给定文段:
• • • •

Mysql 半同步、一致性检查、数据库复制过滤
半同步配置
安装插件
在主从上都进行如下操作
检查动态加载是否可用:
mysql> select @@have_dynamic_loading;
+------------------------+
| @@have_dynamic_loading |
+------------------------+
| YES |
+------------------------+
1 row in set (0.00 sec)
mysql>
主服务器安装插件:
mysql> install plugin rpl_semi_sync_master soname 'semisync_master.so';
Query OK, 0 rows affected (0.02 sec)
从服务器安装插件:
mysql> install plugin rpl_semi_sync_slave soname 'semisync_slave.so';
Query OK, 0 rows affected (0.00 sec)
检查插件:
mysql> show plugins;
+----------------------------+----------+--------------------+--------------------+---------+
| Name | Status | Type | Library | License |
+----------------------------+----------+--------------------+--------------------+---------+
| binlog | ACTIVE | STORAGE ENGINE | NULL | GPL |
...
| rpl_semi_sync_master | ACTIVE | REPLICATION | semisync_master.so | GPL |
+----------------------------+----------+--------------------+--------------------+---------+
45 rows in set (0.01 sec)
开启功能
配置功能
Master:
开启功能
mysql> set global rpl_semi_sync_master_enabled=1;
Query OK, 0 rows affected (0.00 sec)
设置超时时间
mysql> set global rpl_semi_sync_master_timeout=1000;
Query OK, 0 rows affected (0.00 sec)
mysql> show global variables like '%rpl%';
+-------------------------------------------+------------+
| Variable_name | Value |
+-------------------------------------------+------------+
| rpl_semi_sync_master_enabled | ON |
| rpl_semi_sync_master_timeout | 1000 |
| rpl_semi_sync_master_trace_level | 32 |
| rpl_semi_sync_master_wait_for_slave_count | 1 |
| rpl_semi_sync_master_wait_no_slave | ON |
| rpl_semi_sync_master_wait_point | AFTER_SYNC |
| rpl_stop_slave_timeout | 31536000 |
+-------------------------------------------+------------+
7 rows in set (0.01 sec)
mysql>
Slave:
mysql> set global rpl_semi_sync_slave_enabled=1;
Query OK, 0 rows affected (0.00 sec)
mysql> stop slave;
Query OK, 0 rows affected, 1 warning (0.00 sec)

• • • •

数据摘录:
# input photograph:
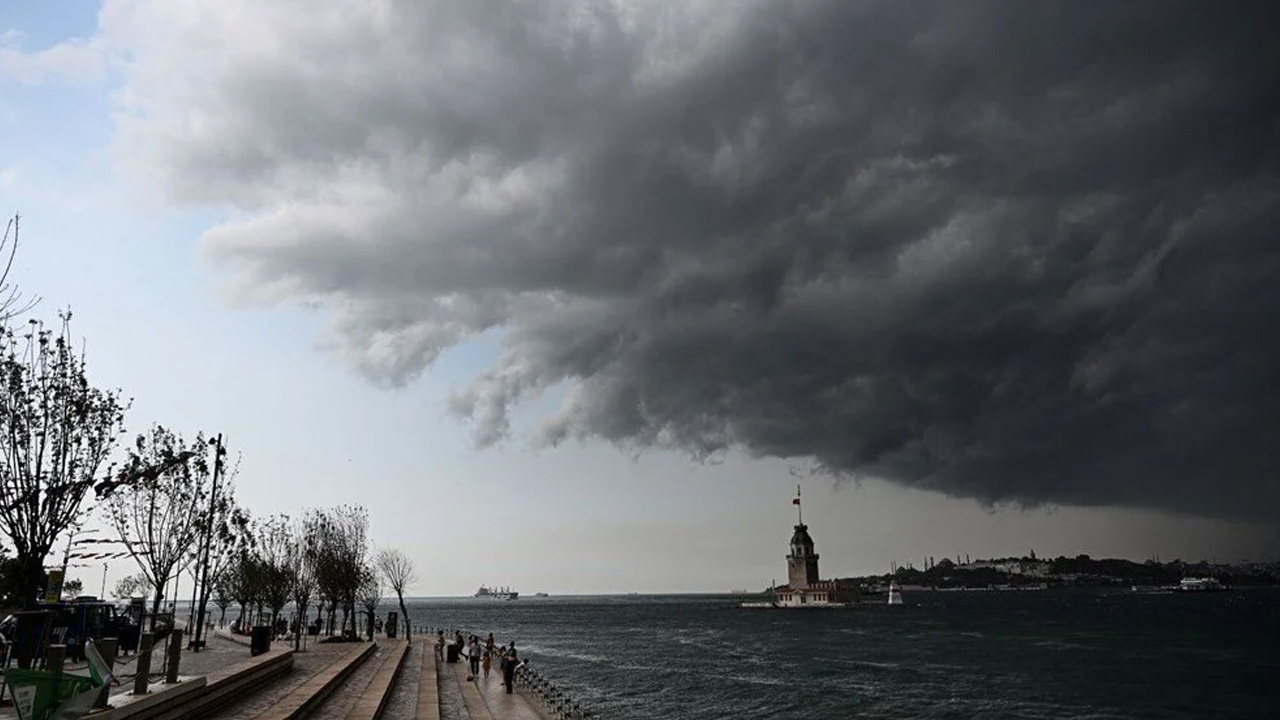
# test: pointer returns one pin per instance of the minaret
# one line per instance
(801, 561)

• • • •

请从 MySQL 半同步配置文段中的“mysql> show global”起，到“7 rows in set (0.01 sec)”止（两处都包括在内），重新写出这一部分，并把其中的“AFTER_SYNC”重命名为“AFTER_COMMIT”。 这些数据与上面的文段没有关联。

任务结果:
mysql> show global variables like '%rpl%';
+-------------------------------------------+------------+
| Variable_name | Value |
+-------------------------------------------+------------+
| rpl_semi_sync_master_enabled | ON |
| rpl_semi_sync_master_timeout | 1000 |
| rpl_semi_sync_master_trace_level | 32 |
| rpl_semi_sync_master_wait_for_slave_count | 1 |
| rpl_semi_sync_master_wait_no_slave | ON |
| rpl_semi_sync_master_wait_point | AFTER_COMMIT |
| rpl_stop_slave_timeout | 31536000 |
+-------------------------------------------+------------+
7 rows in set (0.01 sec)